The whole listing below must be repeated exactly.

=== Section Start ===

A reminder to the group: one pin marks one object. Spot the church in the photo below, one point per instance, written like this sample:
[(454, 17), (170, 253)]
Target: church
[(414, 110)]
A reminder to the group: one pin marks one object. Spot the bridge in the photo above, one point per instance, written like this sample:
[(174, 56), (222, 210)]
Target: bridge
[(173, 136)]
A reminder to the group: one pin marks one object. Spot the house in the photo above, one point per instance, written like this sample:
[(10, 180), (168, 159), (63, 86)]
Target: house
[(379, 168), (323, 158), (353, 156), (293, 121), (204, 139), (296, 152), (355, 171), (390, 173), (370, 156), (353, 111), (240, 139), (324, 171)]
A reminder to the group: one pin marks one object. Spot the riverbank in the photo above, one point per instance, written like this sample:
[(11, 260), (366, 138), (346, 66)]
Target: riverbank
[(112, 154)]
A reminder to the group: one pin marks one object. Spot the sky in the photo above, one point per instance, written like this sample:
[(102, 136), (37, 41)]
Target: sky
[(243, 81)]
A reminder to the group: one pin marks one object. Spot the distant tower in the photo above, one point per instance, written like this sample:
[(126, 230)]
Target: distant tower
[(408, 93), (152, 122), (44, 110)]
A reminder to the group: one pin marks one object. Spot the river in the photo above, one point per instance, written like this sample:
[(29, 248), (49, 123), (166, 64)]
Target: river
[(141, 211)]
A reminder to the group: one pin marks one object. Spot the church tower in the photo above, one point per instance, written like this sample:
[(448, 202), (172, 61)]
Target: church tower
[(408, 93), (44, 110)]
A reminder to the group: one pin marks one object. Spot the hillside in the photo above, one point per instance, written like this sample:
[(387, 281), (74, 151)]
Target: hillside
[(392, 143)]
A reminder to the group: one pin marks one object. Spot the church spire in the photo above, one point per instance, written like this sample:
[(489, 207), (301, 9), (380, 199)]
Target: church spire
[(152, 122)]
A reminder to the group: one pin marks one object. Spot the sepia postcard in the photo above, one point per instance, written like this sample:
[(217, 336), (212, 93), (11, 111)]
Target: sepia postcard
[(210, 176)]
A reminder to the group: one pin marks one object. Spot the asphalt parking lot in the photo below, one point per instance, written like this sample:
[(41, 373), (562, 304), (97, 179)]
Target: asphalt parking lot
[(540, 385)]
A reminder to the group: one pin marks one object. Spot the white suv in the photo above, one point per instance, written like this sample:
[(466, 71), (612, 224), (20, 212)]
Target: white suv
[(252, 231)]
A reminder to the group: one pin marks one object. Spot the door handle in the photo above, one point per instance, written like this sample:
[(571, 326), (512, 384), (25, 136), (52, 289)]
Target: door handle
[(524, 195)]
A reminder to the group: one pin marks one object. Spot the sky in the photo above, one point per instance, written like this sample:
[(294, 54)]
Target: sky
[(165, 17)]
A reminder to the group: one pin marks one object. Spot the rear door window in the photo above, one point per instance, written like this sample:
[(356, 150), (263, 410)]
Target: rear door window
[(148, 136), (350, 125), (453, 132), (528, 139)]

=== Section End ===

Solution to this problem
A reminder to the group: one pin marks one object. Spot the church in the photo below, one point per instance, written like this sample:
[(454, 17), (170, 253)]
Target: church
[(414, 110)]
A reminder to the group: one pin marks one object. Spot the bridge in the photo above, one point per instance, written like this sample:
[(174, 56), (222, 210)]
Target: bridge
[(173, 136)]
A reminder to the group: one pin marks one object. Spot the house in the photo above, one point per instance, written like this sample:
[(10, 180), (168, 159), (63, 86)]
Target: house
[(379, 168), (323, 158), (353, 156), (293, 121), (204, 139), (296, 152), (355, 171), (390, 173), (370, 156), (353, 111), (240, 139), (324, 171)]
A reminder to the group: one pin marks one object. Spot the riverbank in the photo above, one point per instance, written like this sample:
[(11, 260), (366, 138), (346, 66)]
Target: riverbank
[(112, 154)]
A reminder to the group: one pin marks one object. Spot the sky in the photo above, one point per instance, written like this sample:
[(102, 136), (37, 41)]
Target: sky
[(243, 81)]
A reminder to the group: one pin marks one object. Spot the distant tower in the photo above, one point per instance, written like this sample:
[(126, 230)]
Target: distant tower
[(408, 93), (152, 122), (44, 110)]
A reminder to the group: one pin marks one object. Spot the river in the photo above, one point per instance, written like this sample:
[(29, 248), (49, 123), (166, 64)]
Target: river
[(141, 211)]
A reminder to the group: one pin marks one object. Spot the church tower in the photo above, one point per instance, written like this sample:
[(448, 202), (172, 61)]
Target: church tower
[(408, 93), (44, 110)]
A reminder to the group: one pin marks one object. Spot the hillside in the photo above, one point per instance, written like this sample:
[(387, 281), (74, 151)]
Target: hillside
[(392, 143)]
A reminder to the group: one pin marks one object. Spot the church spire in the photo above, one point per instance, written like this sample:
[(489, 207), (301, 9), (380, 199)]
Target: church spire
[(152, 122)]
A reminder to the group: one pin marks one object. Spot the sepia postcard in the photo above, one point per instance, written like this sample:
[(217, 336), (212, 93), (11, 111)]
Target: sepia postcard
[(210, 176)]
A reminder to the group: one pin marks one object. Spot the asphalt parking lot in the photo below, one point per instance, written like this sample:
[(41, 373), (562, 304), (97, 179)]
Target: asphalt parking lot
[(540, 385)]
A reminder to the group: one pin marks one object. Spot the white suv in the photo above, one point per instance, written like this sample:
[(466, 71), (612, 224), (20, 212)]
Target: white suv
[(252, 231)]
A reminder to the group: one pin marks one object. Spot the door handle in the photo above, one point per instance, written like this sample:
[(571, 326), (512, 384), (25, 136), (52, 289)]
Target: door handle
[(524, 195)]
A reminder to the group: one pin marks one object. Spot the sky in the photo above, one point per instance, written like this sample:
[(294, 54)]
Target: sky
[(165, 17)]
A reminder to the group: one pin marks one object. Spot the rear door window in the photo above, one point per instance, written like this sample:
[(356, 150), (263, 410)]
Target: rear door window
[(148, 136), (350, 125), (453, 132), (528, 139)]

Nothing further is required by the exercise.